# WHAT NEEDS TO BE DONE
Rewrite the rows below, swapping "grass lawn" for "turf" and leaving everything else the same.

>> start RECORDS TO PROCESS

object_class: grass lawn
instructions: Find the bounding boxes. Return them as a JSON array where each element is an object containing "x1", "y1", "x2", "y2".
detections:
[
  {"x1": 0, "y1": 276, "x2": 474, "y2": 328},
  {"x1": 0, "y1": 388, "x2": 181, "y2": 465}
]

>> end RECORDS TO PROCESS

# PROBLEM SOLUTION
object_class: turf
instructions: Find the bounding boxes. Return them as a JSON array where each element is an object containing "x1", "y1", "x2", "y2".
detections:
[
  {"x1": 0, "y1": 276, "x2": 474, "y2": 328},
  {"x1": 0, "y1": 388, "x2": 181, "y2": 465}
]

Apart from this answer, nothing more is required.